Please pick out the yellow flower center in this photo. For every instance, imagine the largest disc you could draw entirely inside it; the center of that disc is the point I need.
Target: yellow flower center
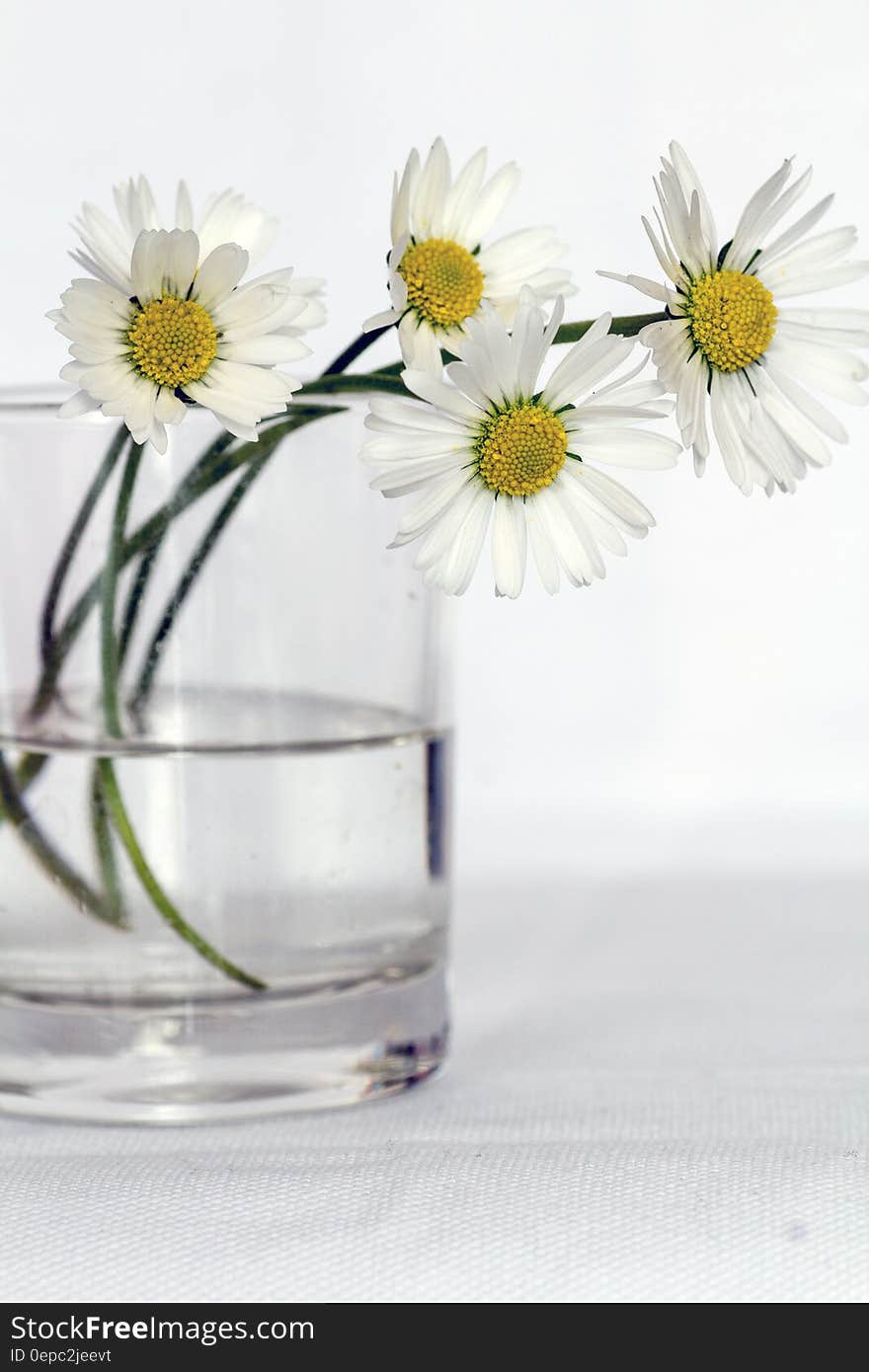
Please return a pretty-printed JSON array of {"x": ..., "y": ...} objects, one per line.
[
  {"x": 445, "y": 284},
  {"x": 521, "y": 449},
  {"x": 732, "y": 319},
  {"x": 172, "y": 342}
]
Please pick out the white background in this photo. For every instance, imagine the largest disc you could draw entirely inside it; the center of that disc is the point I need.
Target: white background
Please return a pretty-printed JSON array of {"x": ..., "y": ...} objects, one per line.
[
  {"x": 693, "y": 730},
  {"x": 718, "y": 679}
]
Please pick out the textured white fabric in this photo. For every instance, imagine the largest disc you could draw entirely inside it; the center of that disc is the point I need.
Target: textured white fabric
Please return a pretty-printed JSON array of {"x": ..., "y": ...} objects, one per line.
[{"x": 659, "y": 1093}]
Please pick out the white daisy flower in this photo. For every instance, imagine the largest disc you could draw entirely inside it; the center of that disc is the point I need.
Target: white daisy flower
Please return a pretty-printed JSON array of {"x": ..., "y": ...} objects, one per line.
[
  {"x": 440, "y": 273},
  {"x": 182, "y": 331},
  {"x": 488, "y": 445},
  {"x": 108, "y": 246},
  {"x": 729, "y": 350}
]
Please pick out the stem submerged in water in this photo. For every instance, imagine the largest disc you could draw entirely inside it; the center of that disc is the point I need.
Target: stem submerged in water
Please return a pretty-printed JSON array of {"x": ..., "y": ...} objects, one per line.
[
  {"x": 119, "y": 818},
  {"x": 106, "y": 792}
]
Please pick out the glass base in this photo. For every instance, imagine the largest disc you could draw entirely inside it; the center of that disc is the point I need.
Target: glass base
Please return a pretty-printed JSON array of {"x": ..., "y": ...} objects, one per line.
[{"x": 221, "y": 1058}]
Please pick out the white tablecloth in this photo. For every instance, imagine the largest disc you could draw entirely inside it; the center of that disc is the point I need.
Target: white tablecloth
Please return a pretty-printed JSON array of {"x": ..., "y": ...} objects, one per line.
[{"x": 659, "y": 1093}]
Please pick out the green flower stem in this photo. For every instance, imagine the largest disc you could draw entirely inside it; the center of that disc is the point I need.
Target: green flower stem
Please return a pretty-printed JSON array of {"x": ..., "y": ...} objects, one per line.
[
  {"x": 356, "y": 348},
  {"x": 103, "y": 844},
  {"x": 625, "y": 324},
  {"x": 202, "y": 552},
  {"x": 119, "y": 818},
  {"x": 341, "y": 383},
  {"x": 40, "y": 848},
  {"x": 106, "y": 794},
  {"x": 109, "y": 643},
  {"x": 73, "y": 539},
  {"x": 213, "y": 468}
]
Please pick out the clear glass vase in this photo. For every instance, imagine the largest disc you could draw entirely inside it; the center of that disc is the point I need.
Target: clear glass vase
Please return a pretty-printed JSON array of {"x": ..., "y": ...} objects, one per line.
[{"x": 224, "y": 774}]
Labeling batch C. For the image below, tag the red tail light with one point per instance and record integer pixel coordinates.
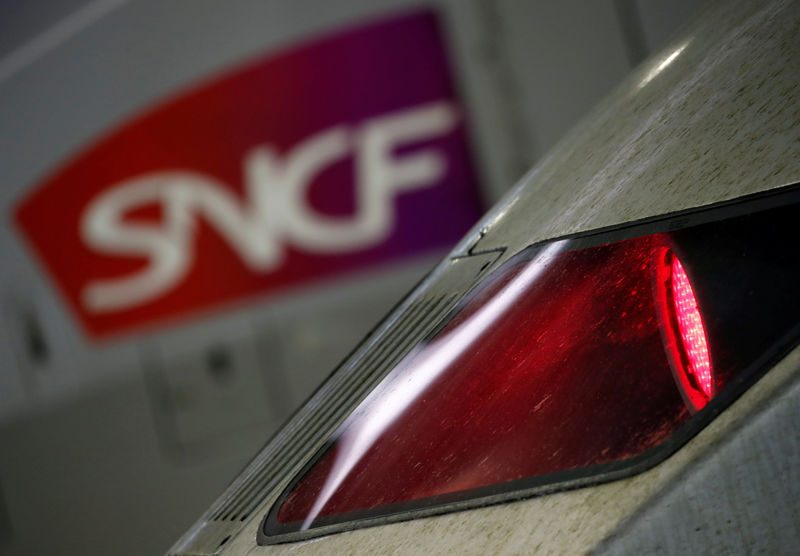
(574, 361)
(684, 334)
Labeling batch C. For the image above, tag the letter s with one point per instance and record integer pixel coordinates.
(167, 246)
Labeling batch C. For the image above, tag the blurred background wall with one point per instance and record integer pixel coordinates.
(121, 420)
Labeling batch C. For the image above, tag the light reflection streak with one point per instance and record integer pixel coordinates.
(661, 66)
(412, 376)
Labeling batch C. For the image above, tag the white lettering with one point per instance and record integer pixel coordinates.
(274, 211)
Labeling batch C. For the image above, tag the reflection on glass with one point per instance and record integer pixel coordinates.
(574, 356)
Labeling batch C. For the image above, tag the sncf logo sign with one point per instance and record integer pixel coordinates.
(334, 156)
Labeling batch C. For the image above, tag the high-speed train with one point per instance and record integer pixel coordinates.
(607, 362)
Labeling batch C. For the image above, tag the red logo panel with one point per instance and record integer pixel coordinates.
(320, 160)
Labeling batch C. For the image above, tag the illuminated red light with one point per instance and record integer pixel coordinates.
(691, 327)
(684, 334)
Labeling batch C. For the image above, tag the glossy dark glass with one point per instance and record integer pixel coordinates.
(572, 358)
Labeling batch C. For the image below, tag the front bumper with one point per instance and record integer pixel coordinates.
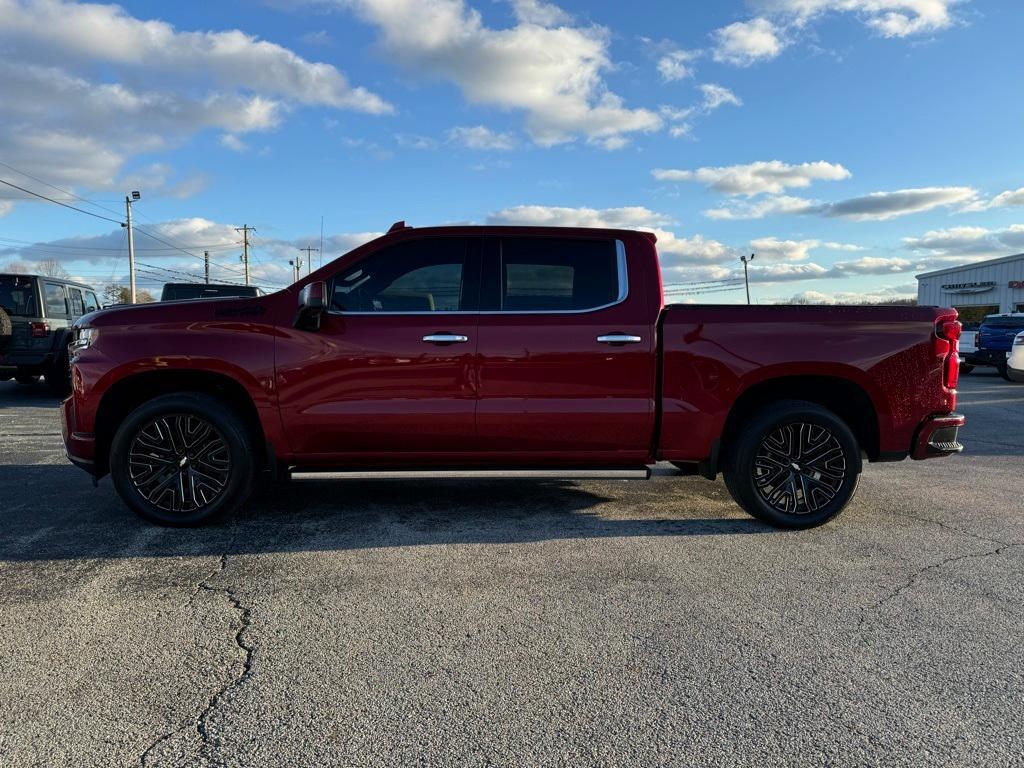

BRIEF:
Can you rewrite everything from the line containing "Labeling batch C. For the image above, tag the red" down to the end of the items, putting "whole-number pixel coordinates" wherever "integer pixel coordinates" appears and changing nothing else? Leave the pictures out.

THE ANSWER:
Labeling batch C. For the image above, tag the red logo panel with one point per instance and record whole-number pixel coordinates.
(320, 160)
Labeling batch C. For the image above, tag the illuminated red light with one point per instance and record whole-number pixel coordinates.
(691, 327)
(684, 334)
Labeling batch C. For the image above, tag the glossy dark glass with one point per instance and record whole-number pixel coordinates.
(572, 358)
Labeling batch C. For the image below, tag the front bumper with one point per instance and record whole-number pixel coordinates.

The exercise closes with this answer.